» **SET PROBLEM**
Copy out every record below, word for word.

» **LISTED ENTRIES**
────────────────
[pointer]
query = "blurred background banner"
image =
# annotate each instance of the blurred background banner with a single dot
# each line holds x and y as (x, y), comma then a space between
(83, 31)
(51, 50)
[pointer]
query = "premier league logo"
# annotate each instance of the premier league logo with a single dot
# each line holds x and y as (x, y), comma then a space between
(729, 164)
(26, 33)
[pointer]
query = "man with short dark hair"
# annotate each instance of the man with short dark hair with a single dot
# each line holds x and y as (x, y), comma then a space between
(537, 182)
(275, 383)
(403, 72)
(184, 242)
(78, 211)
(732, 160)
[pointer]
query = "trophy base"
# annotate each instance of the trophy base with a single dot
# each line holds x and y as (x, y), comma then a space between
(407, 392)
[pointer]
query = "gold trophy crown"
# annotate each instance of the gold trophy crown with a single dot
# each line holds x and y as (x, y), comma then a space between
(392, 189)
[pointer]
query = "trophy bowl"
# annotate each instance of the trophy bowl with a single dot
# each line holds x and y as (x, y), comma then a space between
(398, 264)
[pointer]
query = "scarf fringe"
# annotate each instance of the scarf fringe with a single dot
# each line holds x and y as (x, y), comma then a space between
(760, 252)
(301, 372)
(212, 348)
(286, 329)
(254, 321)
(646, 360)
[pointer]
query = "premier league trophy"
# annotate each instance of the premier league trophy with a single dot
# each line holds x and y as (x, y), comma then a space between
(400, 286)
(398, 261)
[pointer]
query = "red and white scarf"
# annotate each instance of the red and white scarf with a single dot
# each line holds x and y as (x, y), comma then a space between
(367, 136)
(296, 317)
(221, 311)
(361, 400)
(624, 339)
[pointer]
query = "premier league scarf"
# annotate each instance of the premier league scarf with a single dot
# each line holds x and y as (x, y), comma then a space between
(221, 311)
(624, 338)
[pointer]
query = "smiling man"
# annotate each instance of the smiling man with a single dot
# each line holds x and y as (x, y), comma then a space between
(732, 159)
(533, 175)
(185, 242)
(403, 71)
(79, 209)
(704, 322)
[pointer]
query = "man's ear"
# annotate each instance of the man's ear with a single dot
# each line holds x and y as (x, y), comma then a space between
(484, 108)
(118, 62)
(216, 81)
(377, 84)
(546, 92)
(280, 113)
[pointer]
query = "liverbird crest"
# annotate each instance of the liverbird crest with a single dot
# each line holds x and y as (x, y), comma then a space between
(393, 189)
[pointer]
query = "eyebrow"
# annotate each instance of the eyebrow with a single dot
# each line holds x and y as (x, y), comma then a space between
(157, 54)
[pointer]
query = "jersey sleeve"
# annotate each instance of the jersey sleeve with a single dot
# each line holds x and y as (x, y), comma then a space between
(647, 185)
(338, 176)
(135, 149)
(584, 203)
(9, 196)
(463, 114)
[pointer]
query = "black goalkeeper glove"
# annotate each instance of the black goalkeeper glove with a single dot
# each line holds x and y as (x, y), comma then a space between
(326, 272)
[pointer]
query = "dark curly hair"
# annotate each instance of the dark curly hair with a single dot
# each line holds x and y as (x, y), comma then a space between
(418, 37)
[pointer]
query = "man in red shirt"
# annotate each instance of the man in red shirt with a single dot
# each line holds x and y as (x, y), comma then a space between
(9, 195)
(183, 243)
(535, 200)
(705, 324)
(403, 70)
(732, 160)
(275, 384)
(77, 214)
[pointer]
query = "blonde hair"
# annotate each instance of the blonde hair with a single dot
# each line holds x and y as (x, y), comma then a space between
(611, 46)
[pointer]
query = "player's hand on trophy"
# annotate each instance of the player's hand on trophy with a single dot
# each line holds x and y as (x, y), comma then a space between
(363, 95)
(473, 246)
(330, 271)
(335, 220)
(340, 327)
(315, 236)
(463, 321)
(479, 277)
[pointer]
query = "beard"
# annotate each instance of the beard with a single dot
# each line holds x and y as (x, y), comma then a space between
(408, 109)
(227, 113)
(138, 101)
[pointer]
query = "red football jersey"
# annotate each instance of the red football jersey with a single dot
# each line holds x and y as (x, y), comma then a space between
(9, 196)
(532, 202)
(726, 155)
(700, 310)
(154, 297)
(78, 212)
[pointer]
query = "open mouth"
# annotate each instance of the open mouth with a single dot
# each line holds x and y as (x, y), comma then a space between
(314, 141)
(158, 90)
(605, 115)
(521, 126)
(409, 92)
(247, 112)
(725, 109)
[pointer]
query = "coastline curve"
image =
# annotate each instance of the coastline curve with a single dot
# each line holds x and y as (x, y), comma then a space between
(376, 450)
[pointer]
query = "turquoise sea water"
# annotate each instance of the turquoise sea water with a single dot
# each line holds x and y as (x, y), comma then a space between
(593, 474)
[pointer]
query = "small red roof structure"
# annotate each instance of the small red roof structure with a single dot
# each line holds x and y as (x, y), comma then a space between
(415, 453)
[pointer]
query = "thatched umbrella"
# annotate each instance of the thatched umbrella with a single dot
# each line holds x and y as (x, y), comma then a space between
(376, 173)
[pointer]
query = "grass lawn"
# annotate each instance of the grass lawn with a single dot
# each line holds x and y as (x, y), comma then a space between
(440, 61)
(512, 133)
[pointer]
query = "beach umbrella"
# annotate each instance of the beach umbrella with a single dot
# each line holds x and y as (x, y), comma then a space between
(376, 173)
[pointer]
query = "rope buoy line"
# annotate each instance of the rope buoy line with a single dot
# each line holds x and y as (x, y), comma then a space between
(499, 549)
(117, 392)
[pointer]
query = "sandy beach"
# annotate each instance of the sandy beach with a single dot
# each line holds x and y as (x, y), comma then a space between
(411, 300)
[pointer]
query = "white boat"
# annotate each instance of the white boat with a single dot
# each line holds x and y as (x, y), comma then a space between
────────────────
» **ANSWER TO THIS EXERCISE**
[pointer]
query = "blurred background banner"
image =
# annotate each instance of the blurred background banner with a single dot
# each line holds x and y as (x, y), comma then a space between
(83, 31)
(51, 50)
[pointer]
query = "premier league logo"
# annotate each instance of the premier league logo with a single dot
# each line holds x and y as (x, y), comma then a space between
(729, 164)
(26, 33)
[pointer]
query = "man with short dark hair"
# annotate each instance of the man with short dark hair with a single dot
# each line holds x and y as (x, y), comma then a space between
(537, 182)
(275, 383)
(403, 72)
(184, 242)
(78, 211)
(732, 160)
[pointer]
query = "trophy base"
# annotate each instance of the trophy base with a single dot
# each line holds x and y as (x, y), comma then a space between
(407, 392)
[pointer]
query = "gold trophy crown"
# annotate each instance of the gold trophy crown with a single dot
# each line holds x and y as (x, y), comma then a space between
(392, 189)
[pointer]
query = "trophy bowl"
# annotate each instance of the trophy bowl with a single dot
# each line holds x and y as (x, y), comma then a space between
(398, 264)
[pointer]
query = "scarf fringe"
# annotate each instance of the scarf fringe with a single dot
# each line holds x and y as (x, y), comma then a space between
(760, 252)
(301, 372)
(212, 348)
(286, 329)
(254, 321)
(646, 360)
[pointer]
query = "premier league trophy"
# annotate each instance of the premier league trophy with a single dot
# each line holds x and y as (x, y), comma then a space between
(400, 286)
(398, 261)
[pointer]
query = "red and white scarf"
# annotate each instance of the red and white scarf with a single dot
# each line holds x and y as (x, y), comma then a space between
(367, 136)
(296, 317)
(221, 311)
(361, 400)
(624, 339)
[pointer]
query = "premier league scarf"
# annotate each instance of the premier league scarf with a single dot
# each line holds x and y as (x, y), comma then a space between
(221, 311)
(624, 338)
[pointer]
query = "smiling man"
# annotate each instance of the smiling man with a single dot
# each line holds x and y as (x, y), comma then a space between
(732, 159)
(533, 175)
(185, 242)
(403, 71)
(79, 209)
(704, 322)
[pointer]
query = "man's ear"
# annotate each instance of the man's ear with a single dot
# each line holds x and y as (x, y), comma then a space between
(484, 108)
(118, 62)
(216, 81)
(377, 84)
(546, 92)
(280, 113)
[pointer]
query = "liverbird crest"
# annotate each instance of the liverbird crest with a single dot
# each line holds x and y as (x, y), comma then a space between
(393, 189)
[pointer]
query = "eyebrow"
# annotate each instance of the eyebrow with a single dot
# each line holds x and y as (x, y), comma then a space between
(157, 54)
[pointer]
query = "jersey sleeve"
# annotate each instance of the jersey sleeve with a single dot
# each line holds x and y as (x, y), comma then a space between
(647, 185)
(338, 176)
(135, 149)
(584, 203)
(9, 196)
(463, 114)
[pointer]
query = "black goalkeeper glove"
# annotate each instance of the black goalkeeper glove with a single dot
# each line holds x and y as (x, y), comma then a space between
(326, 272)
[pointer]
query = "dark curly hair"
# annotate each instance of the dark curly hair with a single dot
# each line holds x and y as (x, y), comma then a space between
(418, 37)
[pointer]
query = "man in red shirt"
# annotate each instance of the man in red shirt with a single dot
# each line holds x and y as (x, y), comma then a space between
(9, 195)
(183, 243)
(535, 200)
(705, 324)
(403, 70)
(732, 160)
(275, 384)
(77, 214)
[pointer]
query = "blonde hair"
# annotate each instance of the blonde hair with a single dot
# each line holds x and y as (x, y), comma then a space between
(611, 46)
[pointer]
query = "player's hand on trophy"
# annotate each instance of the player's hand on trophy with a single dot
# each line holds x and y as (x, y), comma then a space between
(363, 95)
(473, 246)
(330, 271)
(335, 220)
(340, 327)
(315, 236)
(463, 321)
(479, 277)
[pointer]
query = "beard"
# annotate each instance of the beard with a single dot
# each line holds x and y as (x, y), comma then a space between
(408, 109)
(227, 113)
(138, 101)
[pointer]
query = "red football jersey"
# annotate each instance of the red football jersey with a single dot
# each line holds x and y as (x, y), comma then a space between
(9, 196)
(532, 202)
(726, 155)
(700, 310)
(154, 297)
(78, 212)
[pointer]
query = "open mouth"
# annotate each instance of the open mouth with a single dot
# each line holds x and y as (x, y), comma then a space between
(314, 141)
(158, 90)
(605, 115)
(521, 126)
(409, 92)
(247, 112)
(725, 109)
[pointer]
query = "coastline curve"
image =
# annotate each instance of the coastline curve with a single dot
# each line holds x and y as (x, y), comma then a space between
(376, 450)
[pointer]
query = "turquoise sea water"
# annotate each instance of the turquoise sea water with a single dot
# each line holds x and y as (x, y), comma then a space between
(593, 474)
[pointer]
query = "small red roof structure"
# annotate each instance of the small red roof structure with a single dot
# each line holds x and y as (x, y), comma then a space between
(415, 453)
[pointer]
query = "thatched umbrella"
# annotate each instance of the thatched umbrella with a single dot
# each line holds x and y as (x, y), comma then a space between
(376, 173)
[pointer]
query = "grass lawn"
# annotate each instance of the grass lawn with a single dot
# each line holds x and y as (x, y), comma then a space between
(440, 61)
(512, 133)
[pointer]
query = "beach umbrella"
# annotate each instance of the beach umbrella with a single dot
# each line holds x and y as (x, y), comma then a space between
(376, 173)
[pointer]
query = "rope buoy line"
# annotate each instance of the rope buoy line with a single dot
# each line holds x and y as (x, y), comma then a space between
(499, 549)
(117, 392)
[pointer]
query = "sandy beach"
# annotate each instance of the sandy beach with a single dot
# each line holds x and y as (x, y), comma then a space between
(411, 300)
[pointer]
query = "white boat"
# annotate each instance of the white boat with a single dot
# each line holds x and y as (x, y), comma then a space between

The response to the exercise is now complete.